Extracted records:
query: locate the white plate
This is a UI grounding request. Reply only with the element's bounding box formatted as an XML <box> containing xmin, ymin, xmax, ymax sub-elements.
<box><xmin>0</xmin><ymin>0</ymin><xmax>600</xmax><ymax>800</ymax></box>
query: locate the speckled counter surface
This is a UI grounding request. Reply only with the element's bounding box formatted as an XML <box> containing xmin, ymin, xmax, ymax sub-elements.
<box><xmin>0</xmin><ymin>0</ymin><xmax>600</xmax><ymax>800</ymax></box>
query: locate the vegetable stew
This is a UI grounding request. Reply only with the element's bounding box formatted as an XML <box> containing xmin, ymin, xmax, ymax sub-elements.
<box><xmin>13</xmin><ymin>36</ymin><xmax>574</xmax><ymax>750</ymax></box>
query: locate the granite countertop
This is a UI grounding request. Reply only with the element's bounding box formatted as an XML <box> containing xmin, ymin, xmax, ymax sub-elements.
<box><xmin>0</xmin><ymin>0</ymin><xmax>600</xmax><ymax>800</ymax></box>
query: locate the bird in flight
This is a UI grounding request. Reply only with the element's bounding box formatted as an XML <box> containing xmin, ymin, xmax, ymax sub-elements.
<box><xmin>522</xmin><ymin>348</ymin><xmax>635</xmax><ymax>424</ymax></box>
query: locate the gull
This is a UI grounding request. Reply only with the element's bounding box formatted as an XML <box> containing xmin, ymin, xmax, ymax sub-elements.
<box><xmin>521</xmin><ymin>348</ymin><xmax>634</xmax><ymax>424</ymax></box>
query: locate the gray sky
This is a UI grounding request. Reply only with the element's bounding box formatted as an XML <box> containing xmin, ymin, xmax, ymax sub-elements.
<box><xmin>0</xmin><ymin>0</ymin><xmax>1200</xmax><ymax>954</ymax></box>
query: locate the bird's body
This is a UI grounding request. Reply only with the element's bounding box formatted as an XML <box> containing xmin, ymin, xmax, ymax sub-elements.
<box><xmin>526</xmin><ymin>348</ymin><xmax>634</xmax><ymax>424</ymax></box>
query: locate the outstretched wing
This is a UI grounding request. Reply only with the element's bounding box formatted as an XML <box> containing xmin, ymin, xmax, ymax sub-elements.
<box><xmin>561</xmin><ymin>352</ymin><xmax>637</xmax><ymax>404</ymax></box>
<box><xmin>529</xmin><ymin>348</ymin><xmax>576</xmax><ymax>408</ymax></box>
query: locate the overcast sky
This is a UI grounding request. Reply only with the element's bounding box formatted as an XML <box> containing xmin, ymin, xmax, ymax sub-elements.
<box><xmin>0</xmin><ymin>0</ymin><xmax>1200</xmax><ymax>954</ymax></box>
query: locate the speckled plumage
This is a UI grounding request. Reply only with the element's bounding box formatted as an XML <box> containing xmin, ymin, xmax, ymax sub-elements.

THE PROBLEM: Copy word for word the rows above, starting with the line that contains "query: locate the speckled plumage" and running through the last row. Include both ends.

ANSWER IN FULL:
query: locate the speckled plumage
This is a UI grounding request. Reply only with the element's bounding box formatted as an XML <box> containing xmin, ymin, xmax, ymax sub-elements.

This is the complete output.